Green pass solo ai vaccinati. Il Fatto indignato per il caso Panucci

Le lettere al direttore Claudio Cerasa del 14 settembre 2021

Al direttore – Sono 83 milioni di schiaffi quelli rivolti a Salvini e Meloni, ha scritto ieri il Foglio, e va bene e siamo tutti contenti che il green pass sia stato scaricato da molti. Mi chiedo solo una cosa, caro direttore: ma siamo sicuri che il green pass funzioni come dovrebbe?

> COMPITI DA SVOLGERE
a - Ricopia dal testo in esame il tratto che va da "Al direttore –" fino a "funzioni come dovrebbe?".
b - Elenca tutti i nomi di persona citati nel testo in esame, titolo compreso.

> DATI DELL'ESERCIZIO

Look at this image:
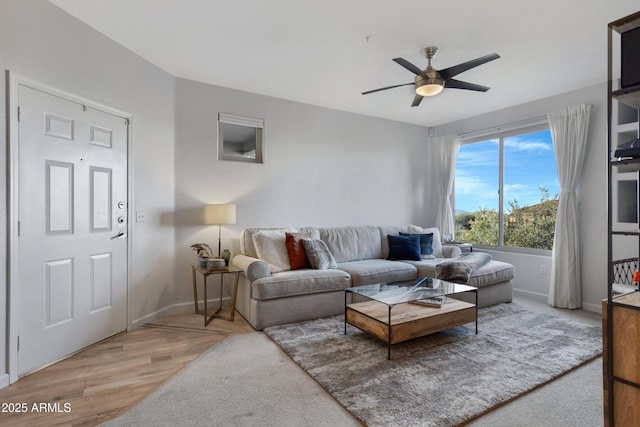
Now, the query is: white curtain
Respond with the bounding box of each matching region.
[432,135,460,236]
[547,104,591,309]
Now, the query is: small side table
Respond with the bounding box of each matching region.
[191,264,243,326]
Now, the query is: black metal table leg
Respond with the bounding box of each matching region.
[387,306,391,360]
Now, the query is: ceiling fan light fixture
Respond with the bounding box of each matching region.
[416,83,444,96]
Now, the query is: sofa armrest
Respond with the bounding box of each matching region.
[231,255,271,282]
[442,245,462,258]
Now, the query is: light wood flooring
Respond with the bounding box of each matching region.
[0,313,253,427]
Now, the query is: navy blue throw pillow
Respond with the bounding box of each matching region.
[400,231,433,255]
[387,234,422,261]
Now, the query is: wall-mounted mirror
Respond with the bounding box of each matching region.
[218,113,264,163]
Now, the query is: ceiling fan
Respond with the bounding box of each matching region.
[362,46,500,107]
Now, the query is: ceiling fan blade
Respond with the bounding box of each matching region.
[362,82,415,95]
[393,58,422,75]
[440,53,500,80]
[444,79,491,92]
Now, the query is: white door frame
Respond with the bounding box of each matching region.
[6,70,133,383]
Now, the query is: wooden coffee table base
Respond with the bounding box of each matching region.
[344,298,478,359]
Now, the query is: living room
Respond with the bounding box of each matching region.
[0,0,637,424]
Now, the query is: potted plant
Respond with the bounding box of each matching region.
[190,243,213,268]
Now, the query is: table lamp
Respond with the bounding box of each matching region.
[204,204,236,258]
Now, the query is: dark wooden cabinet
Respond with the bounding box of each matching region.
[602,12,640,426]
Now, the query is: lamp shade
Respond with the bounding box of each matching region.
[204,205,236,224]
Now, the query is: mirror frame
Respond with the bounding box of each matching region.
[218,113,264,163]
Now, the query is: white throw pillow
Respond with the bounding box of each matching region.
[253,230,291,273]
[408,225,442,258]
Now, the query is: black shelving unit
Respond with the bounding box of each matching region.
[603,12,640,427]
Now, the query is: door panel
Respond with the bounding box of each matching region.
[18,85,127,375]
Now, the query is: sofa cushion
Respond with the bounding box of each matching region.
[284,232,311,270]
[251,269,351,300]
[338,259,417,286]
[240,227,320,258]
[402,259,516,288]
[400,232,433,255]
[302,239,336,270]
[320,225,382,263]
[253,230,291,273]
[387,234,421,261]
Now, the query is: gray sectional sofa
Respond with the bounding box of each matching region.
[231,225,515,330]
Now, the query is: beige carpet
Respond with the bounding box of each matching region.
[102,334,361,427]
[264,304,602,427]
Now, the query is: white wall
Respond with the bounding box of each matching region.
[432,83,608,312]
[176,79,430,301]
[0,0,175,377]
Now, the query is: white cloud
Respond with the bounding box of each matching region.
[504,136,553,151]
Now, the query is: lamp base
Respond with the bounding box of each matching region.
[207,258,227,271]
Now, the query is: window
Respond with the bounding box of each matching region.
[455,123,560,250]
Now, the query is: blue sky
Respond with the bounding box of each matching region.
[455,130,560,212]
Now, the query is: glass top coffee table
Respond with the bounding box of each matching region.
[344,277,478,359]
--
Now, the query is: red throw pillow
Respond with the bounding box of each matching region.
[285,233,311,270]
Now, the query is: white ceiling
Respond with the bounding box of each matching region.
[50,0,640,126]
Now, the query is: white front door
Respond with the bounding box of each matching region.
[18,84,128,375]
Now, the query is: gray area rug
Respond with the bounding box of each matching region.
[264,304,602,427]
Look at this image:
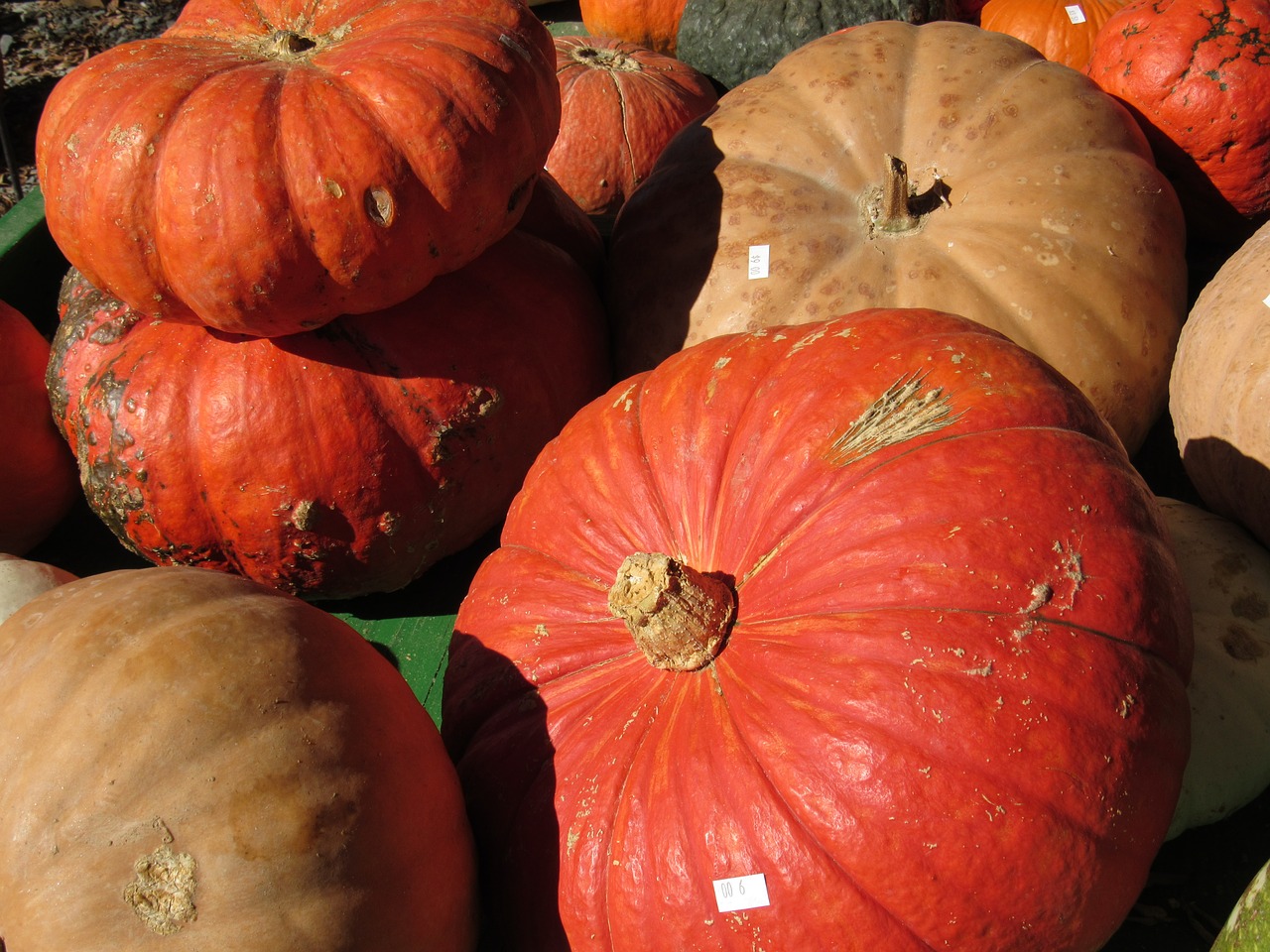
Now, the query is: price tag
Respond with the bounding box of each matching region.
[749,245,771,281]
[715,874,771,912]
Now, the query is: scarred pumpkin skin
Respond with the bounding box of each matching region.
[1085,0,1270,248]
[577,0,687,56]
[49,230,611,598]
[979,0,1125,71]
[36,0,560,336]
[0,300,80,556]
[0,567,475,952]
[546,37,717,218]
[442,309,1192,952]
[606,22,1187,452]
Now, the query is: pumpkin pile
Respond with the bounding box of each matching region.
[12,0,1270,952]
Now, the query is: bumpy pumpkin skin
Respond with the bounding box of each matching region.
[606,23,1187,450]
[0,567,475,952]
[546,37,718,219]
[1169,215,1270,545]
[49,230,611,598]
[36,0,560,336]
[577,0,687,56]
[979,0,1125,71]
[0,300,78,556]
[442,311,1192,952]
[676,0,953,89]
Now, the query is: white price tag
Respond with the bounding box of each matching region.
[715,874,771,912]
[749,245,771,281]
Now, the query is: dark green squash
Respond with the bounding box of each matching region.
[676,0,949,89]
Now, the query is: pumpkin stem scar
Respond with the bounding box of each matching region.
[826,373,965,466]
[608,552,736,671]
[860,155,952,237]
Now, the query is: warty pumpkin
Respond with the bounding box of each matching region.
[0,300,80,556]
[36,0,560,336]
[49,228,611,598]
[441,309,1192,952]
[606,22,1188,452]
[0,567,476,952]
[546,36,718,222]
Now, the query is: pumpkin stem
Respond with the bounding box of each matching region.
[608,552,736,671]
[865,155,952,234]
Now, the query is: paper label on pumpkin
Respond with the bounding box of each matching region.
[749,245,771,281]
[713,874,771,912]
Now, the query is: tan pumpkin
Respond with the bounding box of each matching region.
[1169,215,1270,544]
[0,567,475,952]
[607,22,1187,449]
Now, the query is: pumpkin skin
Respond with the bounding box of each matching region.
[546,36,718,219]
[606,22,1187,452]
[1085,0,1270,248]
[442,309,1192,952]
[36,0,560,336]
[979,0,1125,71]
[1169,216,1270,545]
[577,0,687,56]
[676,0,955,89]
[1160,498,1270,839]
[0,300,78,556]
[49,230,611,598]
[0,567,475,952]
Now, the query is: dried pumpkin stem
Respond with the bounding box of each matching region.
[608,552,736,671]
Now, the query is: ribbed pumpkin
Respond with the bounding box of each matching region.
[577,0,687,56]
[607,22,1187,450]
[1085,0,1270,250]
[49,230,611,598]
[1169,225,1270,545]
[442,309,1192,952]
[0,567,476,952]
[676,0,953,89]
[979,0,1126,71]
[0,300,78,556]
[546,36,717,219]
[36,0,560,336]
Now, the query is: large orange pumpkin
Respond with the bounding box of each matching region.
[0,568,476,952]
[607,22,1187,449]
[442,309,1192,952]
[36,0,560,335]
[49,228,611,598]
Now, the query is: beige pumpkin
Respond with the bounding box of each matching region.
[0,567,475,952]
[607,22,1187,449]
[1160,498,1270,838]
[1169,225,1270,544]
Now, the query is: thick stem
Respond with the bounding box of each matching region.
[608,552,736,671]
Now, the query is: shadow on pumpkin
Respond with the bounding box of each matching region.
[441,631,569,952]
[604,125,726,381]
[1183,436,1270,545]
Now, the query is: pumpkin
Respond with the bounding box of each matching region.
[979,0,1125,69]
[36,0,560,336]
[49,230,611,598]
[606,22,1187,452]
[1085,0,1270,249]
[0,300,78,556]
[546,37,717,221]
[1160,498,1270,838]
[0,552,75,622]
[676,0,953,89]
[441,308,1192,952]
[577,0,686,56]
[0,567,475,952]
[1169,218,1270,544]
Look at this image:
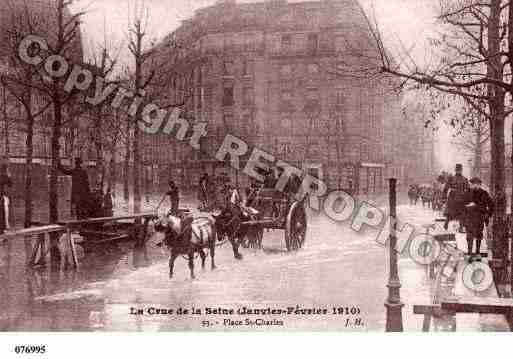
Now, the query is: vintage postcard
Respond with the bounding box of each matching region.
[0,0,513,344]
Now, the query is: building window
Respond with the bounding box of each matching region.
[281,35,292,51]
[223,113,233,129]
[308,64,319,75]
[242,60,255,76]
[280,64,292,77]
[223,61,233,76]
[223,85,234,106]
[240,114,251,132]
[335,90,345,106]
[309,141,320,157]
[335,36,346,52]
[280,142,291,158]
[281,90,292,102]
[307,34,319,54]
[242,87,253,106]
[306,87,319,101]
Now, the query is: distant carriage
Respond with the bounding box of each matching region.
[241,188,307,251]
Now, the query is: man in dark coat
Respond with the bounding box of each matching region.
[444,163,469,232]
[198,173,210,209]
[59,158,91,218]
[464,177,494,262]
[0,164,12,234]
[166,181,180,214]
* * *
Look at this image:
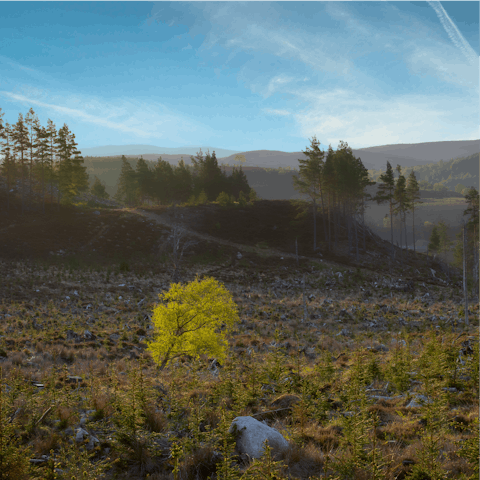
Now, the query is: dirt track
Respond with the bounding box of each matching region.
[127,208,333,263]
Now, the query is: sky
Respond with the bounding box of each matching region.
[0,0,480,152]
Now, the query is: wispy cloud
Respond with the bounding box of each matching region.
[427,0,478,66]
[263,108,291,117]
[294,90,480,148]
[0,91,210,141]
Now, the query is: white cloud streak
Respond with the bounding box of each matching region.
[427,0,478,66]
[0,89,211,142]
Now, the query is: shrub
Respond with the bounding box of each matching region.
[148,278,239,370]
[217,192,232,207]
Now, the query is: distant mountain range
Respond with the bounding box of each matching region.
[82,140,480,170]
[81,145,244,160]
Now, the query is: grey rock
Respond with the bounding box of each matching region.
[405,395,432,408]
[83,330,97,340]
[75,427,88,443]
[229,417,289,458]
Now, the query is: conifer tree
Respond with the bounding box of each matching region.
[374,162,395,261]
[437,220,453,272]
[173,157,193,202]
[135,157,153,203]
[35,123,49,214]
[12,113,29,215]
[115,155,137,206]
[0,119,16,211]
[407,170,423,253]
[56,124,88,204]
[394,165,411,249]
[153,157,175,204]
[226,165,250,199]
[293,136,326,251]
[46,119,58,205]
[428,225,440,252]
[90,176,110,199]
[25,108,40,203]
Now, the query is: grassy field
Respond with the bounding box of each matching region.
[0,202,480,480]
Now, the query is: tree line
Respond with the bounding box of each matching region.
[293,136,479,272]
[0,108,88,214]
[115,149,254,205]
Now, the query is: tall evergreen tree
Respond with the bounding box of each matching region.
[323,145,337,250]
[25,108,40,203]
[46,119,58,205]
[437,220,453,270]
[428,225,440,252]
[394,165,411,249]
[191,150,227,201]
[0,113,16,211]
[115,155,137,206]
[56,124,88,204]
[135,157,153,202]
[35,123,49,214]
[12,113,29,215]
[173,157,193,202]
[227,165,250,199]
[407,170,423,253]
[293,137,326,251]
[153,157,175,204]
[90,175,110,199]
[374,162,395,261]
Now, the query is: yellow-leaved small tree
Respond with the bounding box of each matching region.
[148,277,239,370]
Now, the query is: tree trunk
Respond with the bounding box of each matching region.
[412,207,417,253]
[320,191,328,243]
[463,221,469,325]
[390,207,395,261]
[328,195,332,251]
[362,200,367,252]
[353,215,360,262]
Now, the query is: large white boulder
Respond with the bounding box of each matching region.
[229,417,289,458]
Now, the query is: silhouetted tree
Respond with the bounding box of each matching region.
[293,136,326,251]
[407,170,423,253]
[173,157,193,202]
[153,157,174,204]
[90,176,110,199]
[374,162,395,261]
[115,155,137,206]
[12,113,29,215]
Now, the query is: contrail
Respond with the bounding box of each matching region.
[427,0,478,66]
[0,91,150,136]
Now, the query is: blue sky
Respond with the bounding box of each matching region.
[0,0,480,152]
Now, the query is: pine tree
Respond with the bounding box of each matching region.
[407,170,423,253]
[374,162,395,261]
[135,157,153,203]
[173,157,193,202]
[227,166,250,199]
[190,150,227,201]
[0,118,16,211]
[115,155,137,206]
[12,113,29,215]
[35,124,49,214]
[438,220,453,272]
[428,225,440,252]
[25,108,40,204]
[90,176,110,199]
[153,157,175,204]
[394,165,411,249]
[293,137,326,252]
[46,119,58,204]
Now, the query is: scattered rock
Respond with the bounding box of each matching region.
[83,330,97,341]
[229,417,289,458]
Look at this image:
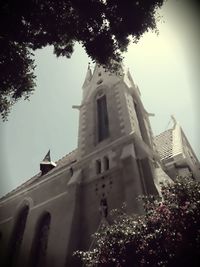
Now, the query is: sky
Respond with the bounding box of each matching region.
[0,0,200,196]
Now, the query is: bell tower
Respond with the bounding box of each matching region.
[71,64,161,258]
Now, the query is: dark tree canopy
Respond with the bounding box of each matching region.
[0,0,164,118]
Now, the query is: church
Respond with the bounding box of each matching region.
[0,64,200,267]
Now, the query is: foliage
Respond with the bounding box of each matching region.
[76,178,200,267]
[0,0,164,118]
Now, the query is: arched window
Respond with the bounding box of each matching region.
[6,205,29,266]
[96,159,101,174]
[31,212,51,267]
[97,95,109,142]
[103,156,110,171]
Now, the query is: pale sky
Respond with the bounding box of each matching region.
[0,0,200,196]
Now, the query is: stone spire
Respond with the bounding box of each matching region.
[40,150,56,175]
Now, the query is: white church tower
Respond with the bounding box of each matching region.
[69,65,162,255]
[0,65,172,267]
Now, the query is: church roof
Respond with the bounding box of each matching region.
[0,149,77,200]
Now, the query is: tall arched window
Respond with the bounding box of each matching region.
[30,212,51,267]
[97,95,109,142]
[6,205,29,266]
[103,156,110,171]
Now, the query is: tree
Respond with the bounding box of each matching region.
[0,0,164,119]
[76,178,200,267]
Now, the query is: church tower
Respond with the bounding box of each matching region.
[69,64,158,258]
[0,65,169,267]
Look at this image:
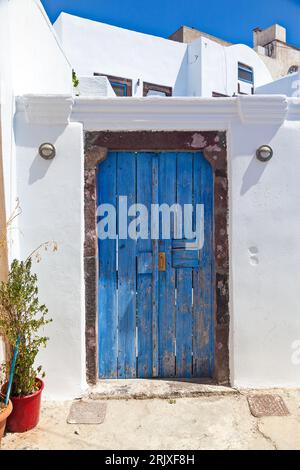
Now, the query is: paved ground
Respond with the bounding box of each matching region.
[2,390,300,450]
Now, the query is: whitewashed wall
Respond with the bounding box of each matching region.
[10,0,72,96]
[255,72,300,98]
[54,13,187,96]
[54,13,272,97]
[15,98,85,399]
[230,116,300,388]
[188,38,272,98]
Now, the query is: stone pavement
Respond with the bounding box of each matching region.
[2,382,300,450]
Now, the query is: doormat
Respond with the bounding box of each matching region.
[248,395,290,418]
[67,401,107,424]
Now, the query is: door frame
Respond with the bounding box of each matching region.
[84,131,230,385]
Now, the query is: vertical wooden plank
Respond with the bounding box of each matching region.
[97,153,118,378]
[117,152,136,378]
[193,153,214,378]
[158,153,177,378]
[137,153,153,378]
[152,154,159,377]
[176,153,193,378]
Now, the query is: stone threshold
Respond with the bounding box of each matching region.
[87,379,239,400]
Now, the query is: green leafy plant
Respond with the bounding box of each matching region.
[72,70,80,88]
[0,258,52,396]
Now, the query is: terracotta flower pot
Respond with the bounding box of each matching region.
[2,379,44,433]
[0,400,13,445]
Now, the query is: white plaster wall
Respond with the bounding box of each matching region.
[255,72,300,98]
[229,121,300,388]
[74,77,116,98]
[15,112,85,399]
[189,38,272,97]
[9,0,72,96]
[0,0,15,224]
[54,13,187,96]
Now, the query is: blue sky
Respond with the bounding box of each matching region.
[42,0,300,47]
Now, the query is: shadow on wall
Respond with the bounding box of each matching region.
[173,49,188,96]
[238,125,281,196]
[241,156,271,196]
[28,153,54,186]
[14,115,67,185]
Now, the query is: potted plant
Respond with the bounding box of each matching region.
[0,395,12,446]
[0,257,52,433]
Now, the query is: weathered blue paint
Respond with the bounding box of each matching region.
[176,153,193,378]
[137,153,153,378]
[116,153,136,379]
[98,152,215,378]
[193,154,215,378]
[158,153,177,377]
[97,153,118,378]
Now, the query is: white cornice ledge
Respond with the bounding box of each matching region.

> ESERCIZIO SVOLTO
a -
Al direttore – Sono 83 milioni di schiaffi quelli rivolti a Salvini e Meloni, ha scritto ieri il Foglio, e va bene e siamo tutti contenti che il green pass sia stato scaricato da molti. Mi chiedo solo una cosa, caro direttore: ma siamo sicuri che il green pass funzioni come dovrebbe?

b - Panucci, Claudio Cerasa, Salvini, Meloni